— Lista de tareas —
1. Reproduzca sin cambios una parte del texto sobre el libro de Cerruti: comience en las palabras que contienen "Me gusta cuando" y termine después de "apariencia muy sencillo.".
2. Según el texto sobre el libro de Cerruti, indique si cada afirmación es correcta: (a) el autor del libro es el chico ante quien el mayor se jacta; (b) Borges tradujo el Ulises a los nueve años; (c) la falsa modestia se considera peor que la vanidad. Responda sí o no y cite las palabras del texto que lo deciden.

Un libro y una escena infantil

Ocho apuntes para una presentación de Deconstruyendo al Joyce de Lacan de Nicolás Cerruti

Edgardo Scott
James Joyce

1.
El libro de Nicolás Cerruti podría decirse que se abre con una escena infantil: un chico más grande se jacta ante otro de que a sus nueve años ya había leído el Ulises. Es, por supuesto, una escena imposible, aunque a la misma edad Borges –cuenta la leyenda– tradujera El príncipe feliz, de Oscar Wilde. Es que se trata de la arrogancia, esa divisa tan cara a Joyce y a cualquier genio. Sin embargo, ¿qué es la arrogancia? El paroxismo de la convicción, la forma defensiva y prepotente del estilo, podría decirse. “El analista se autoriza de sí”, me dicta mi lacaniana asociación libre.
En aquella escena, el otro chico, que es el autor de este libro, va a perder a su hermano, pero  va a recuperar esa escena. Y además va a leer a Joyce. No sólo el Ulises. Todo Joyce. Porque a un hermano se lo venga, claro, y la venganza, como se sabe, es un plato que se sirve frío. Curarse de la vanidad infantil es aceptar la vanidad última, la vanidad adulta. ¿O cómo se llaman las pinturas con la calavera?: Vanitas. En la vida adulta no es tan grave ni injuriosa la vanidad. Hasta puede ser divertida, excéntrica. Mucho peor, la falsa modestia. La vanidad o la arrogancia es solo una máscara que cada cual usa si le gusta, si le viene bien, si le sale, si la tiene a mano. Joyce le avisa a Nora, y Cerruti lo subraya: “¿Es que no ves la sencillez que hay tras mis disfraces?” Todos llevamos máscaras.

2. 
Me gusta cuando Cerruti señala, pegándole a los lacanianos más toscos y aburridos: “Es claro que Lacan ficcionalizó a Joyce”. Me gusta porque eso nos despeja la vía de ficción que tiene toda teoría. Podríamos formular improvisando y reformular improvisando la cita de Lacan –“Toda verdad tiene estructura de ficción”: toda teoría es una ficción. La teoría es una ficción. También la teoría lacaniana. Eso no quita que –y hablando en lacaniano–, haya un real en la teoría. Como en la máscara. Pero un real no es lo real. La teoría es la teoría y tiene acaso la misma distancia con la práctica que la realidad con el arte. Dimensiones o líneas paralelas, como captó Charly, otro genio, pero nuestro, en esta última etapa donde parece, un poco como Lacan, jugar con nudos, resumirse, concentrarse, volverse un extracto o un dibujo en apariencia muy sencillo.

— Datos proporcionados —
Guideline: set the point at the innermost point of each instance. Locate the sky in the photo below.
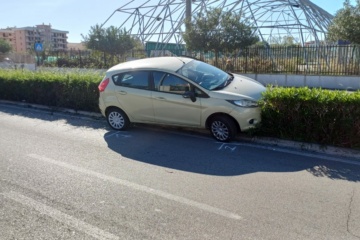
---
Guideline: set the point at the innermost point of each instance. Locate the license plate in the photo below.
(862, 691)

— Soluciones desarrolladas —
1.
Me gusta cuando Cerruti señala, pegándole a los lacanianos más toscos y aburridos: “Es claro que Lacan ficcionalizó a Joyce”. Me gusta porque eso nos despeja la vía de ficción que tiene toda teoría. Podríamos formular improvisando y reformular improvisando la cita de Lacan –“Toda verdad tiene estructura de ficción”: toda teoría es una ficción. La teoría es una ficción. También la teoría lacaniana. Eso no quita que –y hablando en lacaniano–, haya un real en la teoría. Como en la máscara. Pero un real no es lo real. La teoría es la teoría y tiene acaso la misma distancia con la práctica que la realidad con el arte. Dimensiones o líneas paralelas, como captó Charly, otro genio, pero nuestro, en esta última etapa donde parece, un poco como Lacan, jugar con nudos, resumirse, concentrarse, volverse un extracto o un dibujo en apariencia muy sencillo.

2.
(a) Sí: «el otro chico, que es el autor de este libro».
(b) No: «a la misma edad Borges –cuenta la leyenda– tradujera El príncipe feliz, de Oscar Wilde».
(c) Sí: «Mucho peor, la falsa modestia».